- **GOAL**
Convert the listing below into a JSON list of strings with one string per line, leaving out any blank lines.

- **INPUT DATA**
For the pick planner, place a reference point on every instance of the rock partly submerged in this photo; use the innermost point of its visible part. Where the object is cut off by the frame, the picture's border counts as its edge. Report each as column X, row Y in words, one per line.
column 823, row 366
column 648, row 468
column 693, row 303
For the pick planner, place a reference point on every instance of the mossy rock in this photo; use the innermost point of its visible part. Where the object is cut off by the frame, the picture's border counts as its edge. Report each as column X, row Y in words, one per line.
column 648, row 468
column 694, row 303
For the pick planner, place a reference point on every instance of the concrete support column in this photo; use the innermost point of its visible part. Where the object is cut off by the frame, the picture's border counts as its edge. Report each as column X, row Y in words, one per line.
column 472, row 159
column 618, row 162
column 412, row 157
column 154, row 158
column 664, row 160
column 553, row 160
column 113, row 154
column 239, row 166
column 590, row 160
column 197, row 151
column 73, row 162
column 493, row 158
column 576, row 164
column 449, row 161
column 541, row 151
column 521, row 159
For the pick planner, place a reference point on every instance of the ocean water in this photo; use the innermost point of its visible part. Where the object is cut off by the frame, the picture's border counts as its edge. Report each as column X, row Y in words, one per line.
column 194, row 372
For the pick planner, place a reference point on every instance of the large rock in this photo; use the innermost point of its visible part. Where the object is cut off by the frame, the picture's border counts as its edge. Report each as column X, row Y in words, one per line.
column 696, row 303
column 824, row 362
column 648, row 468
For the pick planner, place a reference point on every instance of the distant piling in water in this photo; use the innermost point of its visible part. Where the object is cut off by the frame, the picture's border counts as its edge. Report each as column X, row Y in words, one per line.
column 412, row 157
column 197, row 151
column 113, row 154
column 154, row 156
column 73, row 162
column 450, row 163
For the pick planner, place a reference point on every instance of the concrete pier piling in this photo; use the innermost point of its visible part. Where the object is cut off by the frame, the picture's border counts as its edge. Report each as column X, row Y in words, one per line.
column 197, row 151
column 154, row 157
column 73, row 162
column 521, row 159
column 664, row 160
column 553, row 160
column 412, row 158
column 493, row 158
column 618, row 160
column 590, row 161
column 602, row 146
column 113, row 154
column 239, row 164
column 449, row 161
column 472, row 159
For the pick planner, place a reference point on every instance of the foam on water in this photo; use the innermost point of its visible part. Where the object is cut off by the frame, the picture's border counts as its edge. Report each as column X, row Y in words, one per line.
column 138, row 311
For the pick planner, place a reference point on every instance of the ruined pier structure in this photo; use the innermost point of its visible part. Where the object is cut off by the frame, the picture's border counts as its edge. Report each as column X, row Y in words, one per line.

- **EXPECTED ANSWER**
[
  "For the pick planner, place a reference point on every instance of the rock partly submerged in this photo; use the innermost point of its visible part. Where the object is cut off by the frame, the picture's border counts as its edge. Report each as column X, row Y in words, one per line.",
  "column 823, row 366",
  "column 648, row 468",
  "column 693, row 303",
  "For the pick planner, place a reference point on every instance of the mossy rock in this photo; use the innermost point of its visible part. Where the object is cut off by the frame, the picture's border counts as its edge. Report each as column X, row Y in words, one per line.",
  "column 648, row 468",
  "column 694, row 303",
  "For the pick planner, place a reference point on every instance of the concrete support column in this photo; use the innermost point of its visible part. Where the object is cut off by the frame, the picture's border counts as its edge. Report each as column X, row Y in words, one per line.",
  "column 472, row 159",
  "column 618, row 162",
  "column 412, row 157",
  "column 154, row 158",
  "column 664, row 160",
  "column 553, row 160",
  "column 113, row 154",
  "column 239, row 166",
  "column 590, row 160",
  "column 197, row 151",
  "column 73, row 162",
  "column 493, row 158",
  "column 576, row 164",
  "column 449, row 161",
  "column 541, row 151",
  "column 521, row 159",
  "For the pick planner, place a reference point on every instance of the ocean water in this photo; use the innermost point of its visible part. Where the object is cut off by the frame, the picture's border counts as its edge. Report each as column X, row Y in words, one per line.",
  "column 194, row 372",
  "For the pick planner, place a reference point on every instance of the large rock in this photo; use the innermost point of its visible part. Where the object is cut off by the frame, the picture's border counts as its edge. Report each as column X, row Y in words, one per line.",
  "column 696, row 303",
  "column 824, row 362",
  "column 648, row 468",
  "For the pick planner, place a reference point on every instance of the distant piling in water in this photo; use the innermost point of its visible part. Where the object is cut off by the frame, the picture's border counts as its edge. Report each as column X, row Y in words, one per line.",
  "column 412, row 157",
  "column 197, row 151",
  "column 113, row 154",
  "column 154, row 156",
  "column 73, row 162",
  "column 450, row 163",
  "For the pick planner, place a reference point on every instance of the concrete pier piling in this photo; use the innermost point of its visible part. Where the object is cut off by the frame, the picture's border counts as its edge. Report each as column X, row Y in words, one per line.",
  "column 197, row 151",
  "column 154, row 157",
  "column 73, row 162",
  "column 521, row 159",
  "column 664, row 160",
  "column 553, row 160",
  "column 412, row 158",
  "column 493, row 158",
  "column 618, row 160",
  "column 590, row 161",
  "column 602, row 146",
  "column 113, row 154",
  "column 239, row 164",
  "column 449, row 161",
  "column 472, row 159",
  "For the pick planner, place a reference point on every instance of the foam on water in this photo; use the innermost point of its visible part. Where the object is cut off by the frame, the picture's border counts as its edge. Report each as column X, row Y in words, one per line.",
  "column 138, row 311",
  "For the pick planner, place a reference point on every instance of the ruined pier structure in this photo; use the innermost point of its visible part. Where the object is cut off by the frame, the picture's border counts as its edge. Report each as column X, row Y in words, one per line."
]